(Entries from a point annotation set)
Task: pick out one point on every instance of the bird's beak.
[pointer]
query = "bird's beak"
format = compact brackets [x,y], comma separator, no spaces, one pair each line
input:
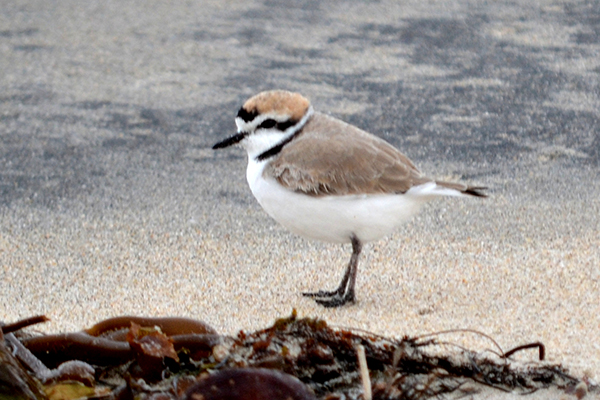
[230,141]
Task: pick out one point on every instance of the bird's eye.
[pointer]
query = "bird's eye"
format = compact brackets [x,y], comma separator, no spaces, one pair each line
[267,124]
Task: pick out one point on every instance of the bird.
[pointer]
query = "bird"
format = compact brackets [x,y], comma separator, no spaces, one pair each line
[324,179]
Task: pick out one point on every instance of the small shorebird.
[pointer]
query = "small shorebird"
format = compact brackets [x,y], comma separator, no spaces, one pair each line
[327,180]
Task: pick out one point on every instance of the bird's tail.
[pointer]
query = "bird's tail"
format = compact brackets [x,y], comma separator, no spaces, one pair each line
[441,188]
[461,188]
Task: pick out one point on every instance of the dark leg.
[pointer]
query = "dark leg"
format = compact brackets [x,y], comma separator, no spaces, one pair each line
[345,291]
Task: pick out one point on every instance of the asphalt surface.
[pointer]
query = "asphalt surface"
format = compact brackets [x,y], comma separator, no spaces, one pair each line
[112,202]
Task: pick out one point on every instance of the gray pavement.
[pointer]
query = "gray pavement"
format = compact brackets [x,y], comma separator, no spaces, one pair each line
[112,202]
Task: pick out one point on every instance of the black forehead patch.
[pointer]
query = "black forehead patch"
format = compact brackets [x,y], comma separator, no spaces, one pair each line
[246,115]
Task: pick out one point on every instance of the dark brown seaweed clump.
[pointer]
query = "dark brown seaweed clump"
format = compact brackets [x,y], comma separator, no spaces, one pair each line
[146,358]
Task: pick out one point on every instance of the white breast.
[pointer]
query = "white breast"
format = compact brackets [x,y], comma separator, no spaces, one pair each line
[331,218]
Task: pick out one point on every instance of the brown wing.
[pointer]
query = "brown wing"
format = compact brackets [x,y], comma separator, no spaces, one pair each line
[331,157]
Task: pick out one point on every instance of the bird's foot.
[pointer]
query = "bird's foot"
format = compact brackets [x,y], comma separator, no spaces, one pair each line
[332,299]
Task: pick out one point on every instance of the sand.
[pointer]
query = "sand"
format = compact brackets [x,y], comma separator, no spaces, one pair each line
[112,202]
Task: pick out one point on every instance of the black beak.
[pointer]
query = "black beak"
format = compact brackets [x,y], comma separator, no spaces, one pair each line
[230,141]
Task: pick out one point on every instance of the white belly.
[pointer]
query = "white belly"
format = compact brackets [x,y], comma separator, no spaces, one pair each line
[331,218]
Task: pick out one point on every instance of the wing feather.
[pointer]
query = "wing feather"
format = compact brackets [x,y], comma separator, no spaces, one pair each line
[331,157]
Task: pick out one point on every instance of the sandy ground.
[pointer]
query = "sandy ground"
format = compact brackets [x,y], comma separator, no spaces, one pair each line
[112,202]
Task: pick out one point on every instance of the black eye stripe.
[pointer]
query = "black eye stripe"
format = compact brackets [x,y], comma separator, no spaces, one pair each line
[247,116]
[267,124]
[282,126]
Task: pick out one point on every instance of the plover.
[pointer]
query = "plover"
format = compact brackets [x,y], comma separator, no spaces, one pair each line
[324,179]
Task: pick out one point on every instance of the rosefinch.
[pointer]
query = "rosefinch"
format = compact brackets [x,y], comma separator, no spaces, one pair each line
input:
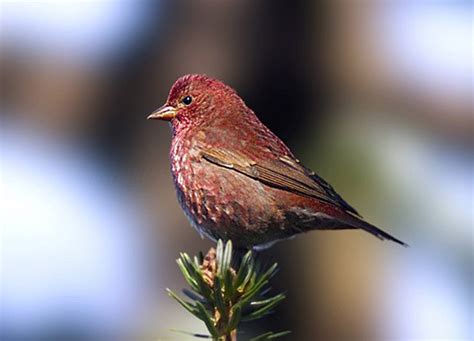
[236,180]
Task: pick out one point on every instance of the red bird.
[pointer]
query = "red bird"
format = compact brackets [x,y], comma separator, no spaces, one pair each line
[236,180]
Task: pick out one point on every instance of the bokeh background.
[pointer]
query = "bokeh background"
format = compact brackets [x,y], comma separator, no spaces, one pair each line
[376,96]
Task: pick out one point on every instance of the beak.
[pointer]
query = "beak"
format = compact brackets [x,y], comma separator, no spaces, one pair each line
[165,113]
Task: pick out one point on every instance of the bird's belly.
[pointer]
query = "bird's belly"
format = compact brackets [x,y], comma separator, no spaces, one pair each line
[222,203]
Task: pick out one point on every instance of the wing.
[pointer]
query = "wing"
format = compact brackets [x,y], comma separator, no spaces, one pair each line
[285,173]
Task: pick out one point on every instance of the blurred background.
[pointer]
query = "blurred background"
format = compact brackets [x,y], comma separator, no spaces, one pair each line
[376,96]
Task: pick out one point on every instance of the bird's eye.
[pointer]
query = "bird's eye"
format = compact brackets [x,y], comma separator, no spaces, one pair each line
[187,100]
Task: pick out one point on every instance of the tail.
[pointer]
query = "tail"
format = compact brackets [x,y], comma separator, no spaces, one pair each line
[378,232]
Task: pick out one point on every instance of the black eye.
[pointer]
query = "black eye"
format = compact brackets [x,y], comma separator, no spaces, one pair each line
[187,100]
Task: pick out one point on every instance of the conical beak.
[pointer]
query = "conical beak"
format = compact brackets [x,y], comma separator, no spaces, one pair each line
[165,113]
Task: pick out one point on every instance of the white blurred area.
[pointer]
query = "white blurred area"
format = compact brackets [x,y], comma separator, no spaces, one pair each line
[70,241]
[87,246]
[82,32]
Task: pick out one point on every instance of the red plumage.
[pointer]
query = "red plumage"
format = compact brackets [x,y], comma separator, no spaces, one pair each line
[236,180]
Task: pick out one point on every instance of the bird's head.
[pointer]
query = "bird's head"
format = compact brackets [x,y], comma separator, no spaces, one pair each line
[195,100]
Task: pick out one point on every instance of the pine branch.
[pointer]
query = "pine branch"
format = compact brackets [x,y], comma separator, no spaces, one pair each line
[223,295]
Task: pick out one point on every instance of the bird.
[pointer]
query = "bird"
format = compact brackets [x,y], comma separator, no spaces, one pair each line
[236,180]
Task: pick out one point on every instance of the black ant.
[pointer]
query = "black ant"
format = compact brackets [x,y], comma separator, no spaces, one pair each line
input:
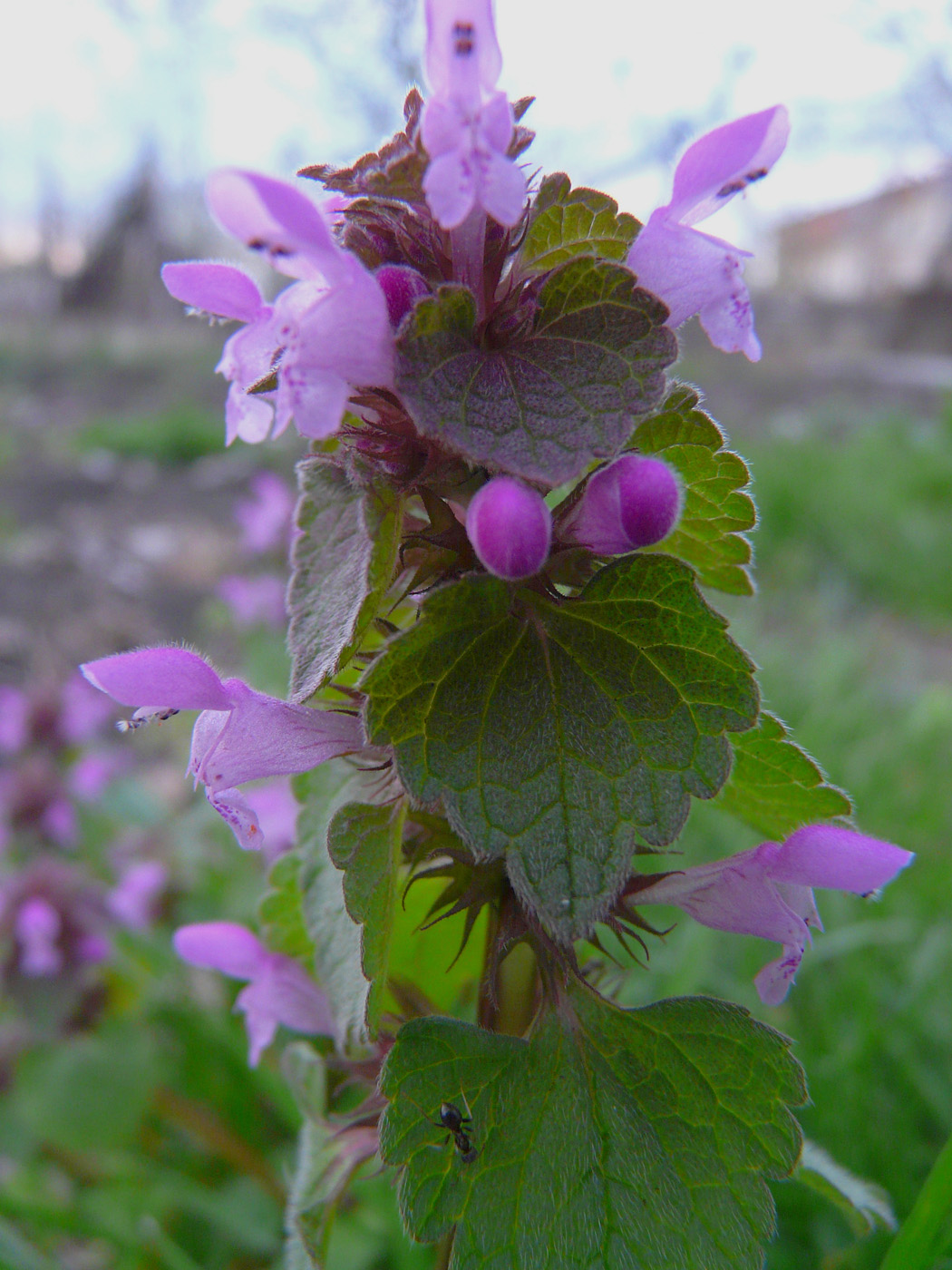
[451,1118]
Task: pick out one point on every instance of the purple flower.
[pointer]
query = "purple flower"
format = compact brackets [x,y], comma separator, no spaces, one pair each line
[510,527]
[53,920]
[767,891]
[325,334]
[253,601]
[632,503]
[403,288]
[133,899]
[264,517]
[224,291]
[277,809]
[467,124]
[689,270]
[238,736]
[37,927]
[279,991]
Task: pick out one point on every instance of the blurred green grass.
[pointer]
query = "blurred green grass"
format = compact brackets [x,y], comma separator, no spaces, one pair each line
[852,630]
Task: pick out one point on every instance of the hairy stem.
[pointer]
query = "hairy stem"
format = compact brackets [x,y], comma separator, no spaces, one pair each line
[469,244]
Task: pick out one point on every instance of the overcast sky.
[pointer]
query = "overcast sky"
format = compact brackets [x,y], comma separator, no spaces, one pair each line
[88,82]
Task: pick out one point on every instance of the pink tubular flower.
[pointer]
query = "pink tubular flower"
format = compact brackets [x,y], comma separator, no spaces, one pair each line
[133,899]
[510,527]
[467,124]
[632,503]
[767,891]
[37,929]
[325,334]
[264,517]
[224,291]
[279,991]
[689,270]
[238,736]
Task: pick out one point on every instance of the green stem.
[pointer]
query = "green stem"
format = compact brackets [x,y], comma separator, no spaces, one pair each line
[444,1251]
[927,1232]
[469,245]
[510,988]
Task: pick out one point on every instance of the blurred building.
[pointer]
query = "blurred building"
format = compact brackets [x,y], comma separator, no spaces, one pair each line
[876,273]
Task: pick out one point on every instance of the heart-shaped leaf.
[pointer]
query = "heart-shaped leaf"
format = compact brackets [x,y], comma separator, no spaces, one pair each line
[549,402]
[558,734]
[615,1139]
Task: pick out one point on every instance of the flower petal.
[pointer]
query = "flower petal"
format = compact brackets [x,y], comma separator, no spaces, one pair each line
[725,161]
[282,992]
[825,855]
[450,186]
[222,946]
[156,679]
[733,894]
[240,816]
[462,51]
[774,981]
[501,188]
[212,288]
[268,737]
[249,416]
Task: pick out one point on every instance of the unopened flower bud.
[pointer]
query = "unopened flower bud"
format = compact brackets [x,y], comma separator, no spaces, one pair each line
[632,503]
[510,529]
[402,288]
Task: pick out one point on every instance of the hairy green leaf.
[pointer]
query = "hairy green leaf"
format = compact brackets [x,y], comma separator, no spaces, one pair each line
[556,733]
[342,564]
[279,912]
[335,935]
[621,1139]
[568,222]
[549,402]
[717,507]
[776,786]
[364,842]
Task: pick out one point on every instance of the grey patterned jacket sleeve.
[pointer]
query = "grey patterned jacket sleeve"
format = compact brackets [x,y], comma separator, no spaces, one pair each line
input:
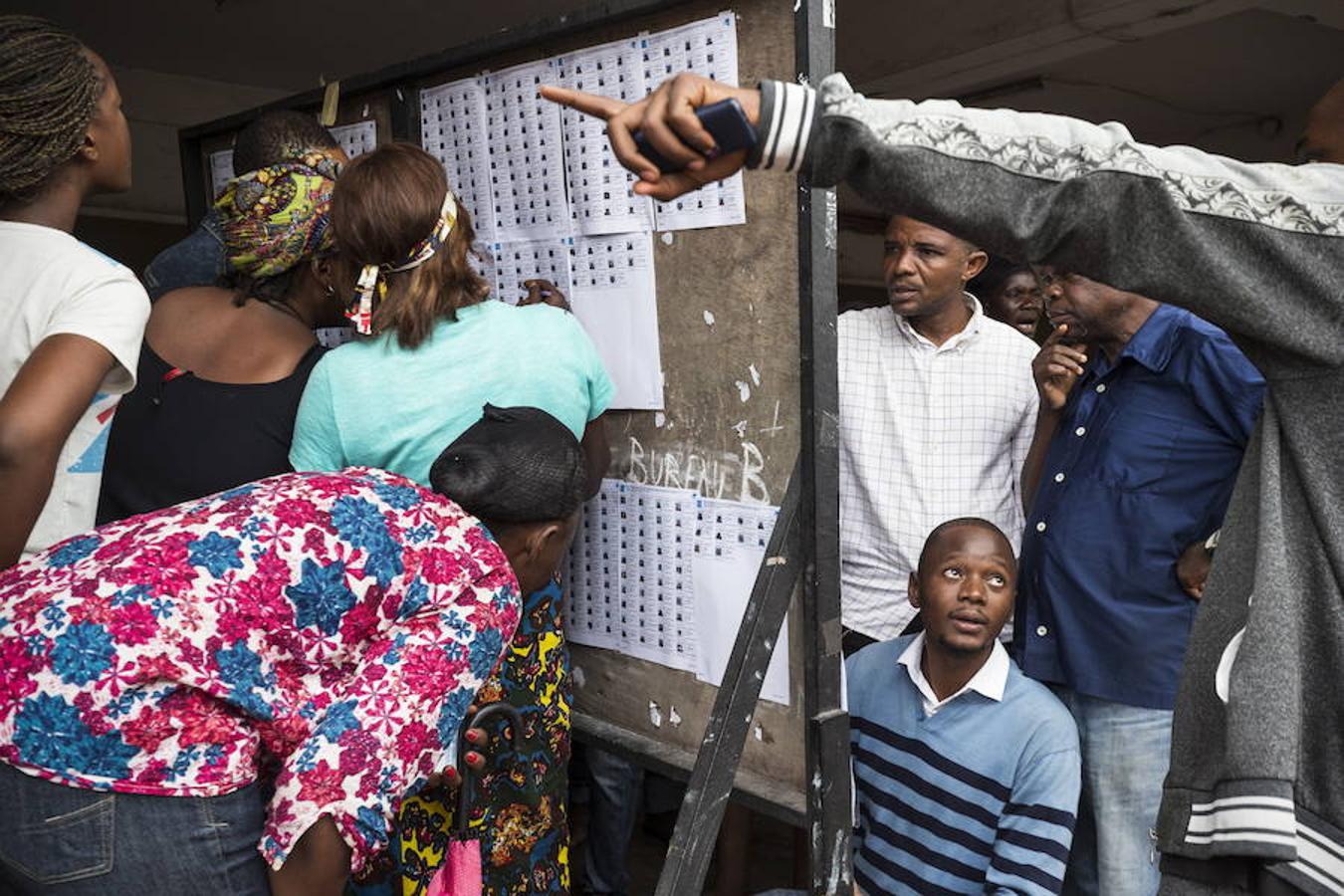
[1258,249]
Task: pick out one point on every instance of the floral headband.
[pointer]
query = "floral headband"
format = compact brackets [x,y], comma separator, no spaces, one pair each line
[371,278]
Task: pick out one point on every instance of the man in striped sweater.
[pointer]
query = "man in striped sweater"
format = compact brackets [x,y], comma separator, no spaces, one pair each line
[967,773]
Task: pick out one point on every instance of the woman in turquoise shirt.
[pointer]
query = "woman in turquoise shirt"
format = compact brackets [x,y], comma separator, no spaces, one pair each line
[438,350]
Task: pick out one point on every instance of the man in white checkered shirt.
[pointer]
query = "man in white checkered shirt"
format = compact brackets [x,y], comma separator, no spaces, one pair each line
[937,412]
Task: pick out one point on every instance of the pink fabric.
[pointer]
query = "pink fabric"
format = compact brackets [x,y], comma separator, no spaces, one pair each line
[461,871]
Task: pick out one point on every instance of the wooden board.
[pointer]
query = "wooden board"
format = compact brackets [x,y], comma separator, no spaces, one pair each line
[709,438]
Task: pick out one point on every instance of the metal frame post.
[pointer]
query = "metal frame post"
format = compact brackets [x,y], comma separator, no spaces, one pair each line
[829,807]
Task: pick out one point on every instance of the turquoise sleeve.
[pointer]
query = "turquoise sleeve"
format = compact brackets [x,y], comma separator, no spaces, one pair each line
[601,388]
[316,443]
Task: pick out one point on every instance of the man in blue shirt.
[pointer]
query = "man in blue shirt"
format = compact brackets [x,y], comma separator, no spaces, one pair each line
[967,773]
[1144,416]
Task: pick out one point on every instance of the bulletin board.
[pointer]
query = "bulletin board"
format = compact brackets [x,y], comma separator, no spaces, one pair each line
[710,441]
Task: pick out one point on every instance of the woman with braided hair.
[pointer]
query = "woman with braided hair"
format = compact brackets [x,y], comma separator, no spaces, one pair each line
[73,318]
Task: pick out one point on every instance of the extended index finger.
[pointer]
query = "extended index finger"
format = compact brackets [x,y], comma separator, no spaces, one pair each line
[588,104]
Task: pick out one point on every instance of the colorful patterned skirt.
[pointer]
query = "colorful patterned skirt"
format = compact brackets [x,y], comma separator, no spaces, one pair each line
[519,804]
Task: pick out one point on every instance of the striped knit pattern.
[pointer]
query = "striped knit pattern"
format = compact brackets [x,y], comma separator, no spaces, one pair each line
[979,798]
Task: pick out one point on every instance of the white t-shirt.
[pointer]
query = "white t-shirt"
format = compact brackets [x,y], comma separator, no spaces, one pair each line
[51,284]
[928,433]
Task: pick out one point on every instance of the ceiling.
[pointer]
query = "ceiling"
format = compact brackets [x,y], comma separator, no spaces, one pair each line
[288,46]
[1232,77]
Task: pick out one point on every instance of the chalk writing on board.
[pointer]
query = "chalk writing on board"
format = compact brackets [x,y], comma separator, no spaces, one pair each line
[713,474]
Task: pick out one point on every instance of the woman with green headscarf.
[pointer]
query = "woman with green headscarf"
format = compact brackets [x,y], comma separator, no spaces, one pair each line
[222,369]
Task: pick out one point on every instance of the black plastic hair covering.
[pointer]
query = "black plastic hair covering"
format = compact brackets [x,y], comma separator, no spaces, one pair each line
[514,465]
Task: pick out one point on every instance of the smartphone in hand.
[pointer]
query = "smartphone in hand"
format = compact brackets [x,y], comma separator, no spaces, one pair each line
[725,121]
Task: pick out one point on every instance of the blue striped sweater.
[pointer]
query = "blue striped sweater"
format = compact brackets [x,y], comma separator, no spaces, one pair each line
[979,798]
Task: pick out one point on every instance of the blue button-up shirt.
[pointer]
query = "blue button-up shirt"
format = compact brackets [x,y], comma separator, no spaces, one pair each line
[1141,466]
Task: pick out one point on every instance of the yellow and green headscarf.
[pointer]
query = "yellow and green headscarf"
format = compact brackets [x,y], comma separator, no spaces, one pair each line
[276,216]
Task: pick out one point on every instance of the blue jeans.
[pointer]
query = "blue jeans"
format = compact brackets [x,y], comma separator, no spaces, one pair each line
[613,803]
[85,842]
[1125,753]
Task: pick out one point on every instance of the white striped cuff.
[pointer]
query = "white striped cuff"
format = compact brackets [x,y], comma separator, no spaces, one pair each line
[787,118]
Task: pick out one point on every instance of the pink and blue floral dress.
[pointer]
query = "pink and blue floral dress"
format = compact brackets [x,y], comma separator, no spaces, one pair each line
[334,623]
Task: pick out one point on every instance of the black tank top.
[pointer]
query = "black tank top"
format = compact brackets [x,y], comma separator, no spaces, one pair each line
[176,437]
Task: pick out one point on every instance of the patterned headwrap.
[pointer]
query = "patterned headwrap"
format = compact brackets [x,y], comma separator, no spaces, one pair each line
[276,216]
[371,281]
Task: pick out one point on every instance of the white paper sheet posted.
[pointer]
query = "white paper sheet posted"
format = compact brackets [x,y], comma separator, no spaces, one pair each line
[356,138]
[601,200]
[707,47]
[664,575]
[628,581]
[527,164]
[730,543]
[452,127]
[221,171]
[614,297]
[531,260]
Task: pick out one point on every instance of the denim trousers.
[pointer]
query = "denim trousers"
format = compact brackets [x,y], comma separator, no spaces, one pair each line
[1125,753]
[613,804]
[85,842]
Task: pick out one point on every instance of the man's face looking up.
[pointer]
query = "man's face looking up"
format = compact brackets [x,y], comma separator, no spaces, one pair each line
[925,268]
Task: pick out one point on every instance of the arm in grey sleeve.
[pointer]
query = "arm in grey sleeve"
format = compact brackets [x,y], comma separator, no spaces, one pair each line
[1256,249]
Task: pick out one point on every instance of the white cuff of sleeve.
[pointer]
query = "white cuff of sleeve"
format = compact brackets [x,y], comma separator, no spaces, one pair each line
[786,133]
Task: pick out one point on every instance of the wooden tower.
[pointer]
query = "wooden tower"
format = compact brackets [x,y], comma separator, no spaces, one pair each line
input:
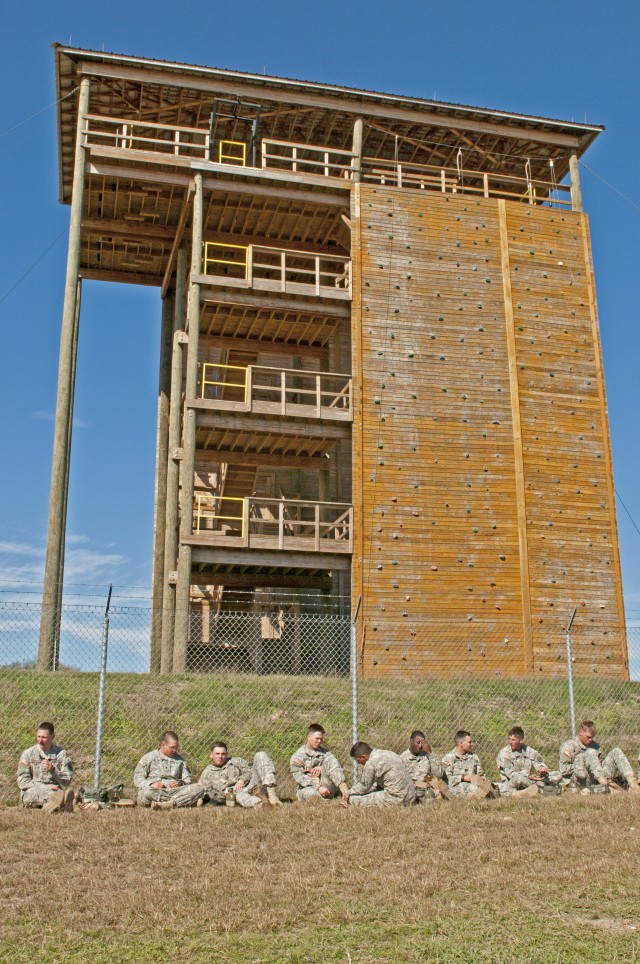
[380,370]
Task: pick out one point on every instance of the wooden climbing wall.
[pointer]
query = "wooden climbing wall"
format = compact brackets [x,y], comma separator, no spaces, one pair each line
[482,482]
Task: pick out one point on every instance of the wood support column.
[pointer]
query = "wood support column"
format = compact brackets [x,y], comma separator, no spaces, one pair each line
[183,585]
[173,466]
[162,446]
[49,644]
[576,191]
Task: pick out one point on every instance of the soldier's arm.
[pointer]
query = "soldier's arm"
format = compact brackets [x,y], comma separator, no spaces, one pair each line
[366,782]
[25,774]
[296,765]
[63,772]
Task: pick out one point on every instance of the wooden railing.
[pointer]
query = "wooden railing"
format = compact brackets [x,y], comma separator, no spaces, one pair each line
[451,180]
[279,391]
[307,159]
[289,524]
[277,269]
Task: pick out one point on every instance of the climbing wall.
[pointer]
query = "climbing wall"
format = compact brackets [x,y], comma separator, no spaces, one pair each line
[466,477]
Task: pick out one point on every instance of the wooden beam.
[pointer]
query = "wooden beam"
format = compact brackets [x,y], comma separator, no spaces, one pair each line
[204,554]
[357,103]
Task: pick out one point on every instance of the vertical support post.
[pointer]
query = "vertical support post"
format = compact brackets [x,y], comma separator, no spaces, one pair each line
[103,678]
[183,586]
[576,191]
[160,507]
[54,564]
[358,137]
[572,705]
[173,468]
[354,683]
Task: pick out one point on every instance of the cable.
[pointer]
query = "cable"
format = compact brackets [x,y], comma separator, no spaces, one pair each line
[37,113]
[33,265]
[614,189]
[619,497]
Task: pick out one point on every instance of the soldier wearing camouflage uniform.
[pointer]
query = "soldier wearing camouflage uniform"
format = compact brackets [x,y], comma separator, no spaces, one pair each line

▸ Short task
Lines from the one that contains "the wooden tower." through the last line of the data above are to be extracted exactly, with no pictures and no other lines.

▸ Written solution
Task: pick out one point on every instance of the wooden tower.
[pointer]
query = "wooden tower"
format = compact brackets [x,y], comma separator, no spaces, one pair each line
input:
[380,370]
Task: pick out one point on every instance of the wooden climbing wall.
[pointer]
query = "wooden climbing wall"
format = compact brackets [x,y], comma separator, no spaces, one pair each line
[482,482]
Task: pick out one point on every instance of the wood support column.
[pointer]
query = "wood support column"
format = compact brackets [x,y], comma separator, no spaces, one pair each line
[183,585]
[173,466]
[162,446]
[49,644]
[576,191]
Task: pick out one point on every instance of the soldier's arm.
[pointer]
query = "soldier's arm"
format = compact brackets [x,y], comma separator, no spaces, one pair each line
[366,782]
[25,774]
[296,765]
[63,772]
Task: pick out one point on every instance of the wooden railing.
[pointer]
query = "wooden railing"
format = compact brackets [x,y], comma separator, no spaces, one pair each line
[451,180]
[279,391]
[307,159]
[289,524]
[277,269]
Task: pick out one point on every instance of the climbing wall.
[pointer]
query = "climbing wall"
format = compact brackets [x,y], comma separator, no spaces, one pair each line
[466,477]
Task: pick out one point on every instance of the wooden beam.
[pointer]
query = "wooden beam"
format = compact brackets [x,y], comma separator, no spaces, one pair each line
[204,554]
[357,103]
Task: pick out one point on every instance of the vertical support post.
[pointer]
query = "vertical support post"
format = compact brackets [x,y], comma separator, no spaces, one pair each line
[103,678]
[183,586]
[576,191]
[160,507]
[54,564]
[358,137]
[572,705]
[173,468]
[354,683]
Task: pick out one point on every instance of the cable.
[pointer]
query = "cable"
format = compact brackets [x,y], comma separator, no spaces, one pair each line
[37,113]
[33,265]
[614,189]
[619,497]
Task: pick out one point on every instance of the soldier wearing camouflage uniform.
[pointer]
query = "soldier wearing camouflage uniform"
format = compact brackets [x,y], comma separator, no spaces, one pair each line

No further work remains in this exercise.